### What to do
1 > Can you quote the passage on bending curvature from "Equation (3) shows" up to and including "of comparable thicknesses²⁷."?
2 > Answer these about the passage on bending curvature:
(a) Which two equations are combined to obtain the bending curvature?
(b) What two quantities does Equation (3) show to be proportional?
(c) To which bilayer FTAs does this proportionality also apply?

--- begin Given passage ---

Combining Eq. (1) and Eq. (2) to eliminate \({\sigma }_{{\rm{ac}}}\) yields the bending curvature as a function of the mismatch strain

$$\kappa =\frac{6{h}_{{\rm{ac}}}}{{h}_{{\rm{in}}}}\left[\frac{{E}_{{\rm{ac}}}}{4{E}_{{\rm{ac}}}{h}_{{\rm{ac}}}+{h}_{{\rm{in}}}{E}_{{\rm{in}}}}\right]{\varepsilon }_{{\rm{mis}}}$$

(3)

Equation (3) shows the proportionality between the bending curvature (\(\kappa\)) and the mismatch strain (\({\varepsilon }_{{\rm{mis}}}\)). This proportionality also applies to bilayer FTAs with the active layer and the inert layer of comparable thicknesses²⁷.

--- end Given passage ---
--- begin Provided information ---

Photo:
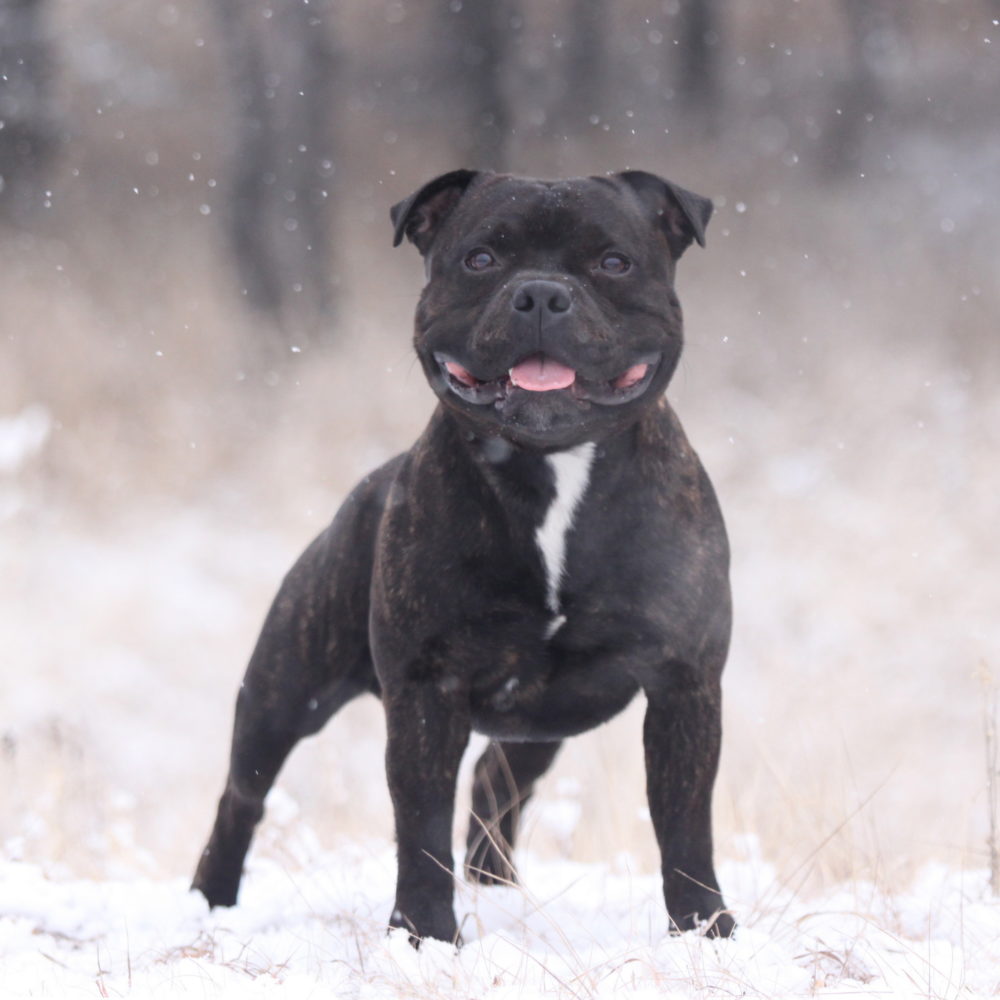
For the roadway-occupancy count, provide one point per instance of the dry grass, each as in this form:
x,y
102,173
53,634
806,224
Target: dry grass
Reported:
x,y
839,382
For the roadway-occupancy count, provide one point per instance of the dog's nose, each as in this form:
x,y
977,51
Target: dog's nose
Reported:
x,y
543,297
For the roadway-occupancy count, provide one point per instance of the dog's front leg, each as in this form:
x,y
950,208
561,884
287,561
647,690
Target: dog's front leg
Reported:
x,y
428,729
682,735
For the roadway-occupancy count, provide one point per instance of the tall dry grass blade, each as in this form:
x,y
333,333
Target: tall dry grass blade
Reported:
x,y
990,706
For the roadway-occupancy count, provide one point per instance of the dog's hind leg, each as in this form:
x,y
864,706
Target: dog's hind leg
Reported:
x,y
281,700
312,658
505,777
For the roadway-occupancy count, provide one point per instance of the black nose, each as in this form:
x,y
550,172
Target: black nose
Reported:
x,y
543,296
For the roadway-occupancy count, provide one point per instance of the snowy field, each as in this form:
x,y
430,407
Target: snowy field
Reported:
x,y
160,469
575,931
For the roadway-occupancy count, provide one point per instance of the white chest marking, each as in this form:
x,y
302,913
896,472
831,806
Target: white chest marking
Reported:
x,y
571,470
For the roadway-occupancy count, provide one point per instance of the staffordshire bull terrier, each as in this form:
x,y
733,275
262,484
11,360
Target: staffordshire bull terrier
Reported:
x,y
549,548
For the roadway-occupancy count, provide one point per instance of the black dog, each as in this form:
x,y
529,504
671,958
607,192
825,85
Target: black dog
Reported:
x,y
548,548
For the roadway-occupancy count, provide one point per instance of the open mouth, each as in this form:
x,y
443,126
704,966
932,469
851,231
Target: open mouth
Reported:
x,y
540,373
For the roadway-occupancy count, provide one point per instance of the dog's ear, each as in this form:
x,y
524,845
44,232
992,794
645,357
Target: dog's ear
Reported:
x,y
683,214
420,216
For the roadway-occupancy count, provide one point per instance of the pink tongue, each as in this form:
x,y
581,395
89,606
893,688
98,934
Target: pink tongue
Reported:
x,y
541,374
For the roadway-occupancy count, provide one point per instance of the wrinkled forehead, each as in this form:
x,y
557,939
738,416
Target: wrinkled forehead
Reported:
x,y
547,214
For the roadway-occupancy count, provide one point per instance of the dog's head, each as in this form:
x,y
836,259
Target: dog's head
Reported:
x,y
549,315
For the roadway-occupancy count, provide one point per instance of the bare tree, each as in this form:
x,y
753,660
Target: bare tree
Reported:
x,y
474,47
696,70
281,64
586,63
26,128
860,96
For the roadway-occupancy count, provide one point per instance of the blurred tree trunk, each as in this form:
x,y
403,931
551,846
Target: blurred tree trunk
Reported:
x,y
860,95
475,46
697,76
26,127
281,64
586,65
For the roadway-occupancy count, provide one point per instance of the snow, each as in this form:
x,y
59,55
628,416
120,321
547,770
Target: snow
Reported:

--- end Provided information ---

### Responses to the exercise
1 >
Equation (3) shows the proportionality between the bending curvature (\(\kappa\)) and the mismatch strain (\({\varepsilon }_{{\rm{mis}}}\)). This proportionality also applies to bilayer FTAs with the active layer and the inert layer of comparable thicknesses²⁷.

2 >
(a) Eq. (1) and Eq. (2).
(b) The bending curvature (κ) and the mismatch strain (ε_mis).
(c) Bilayer FTAs whose active layer and inert layer have comparable thicknesses.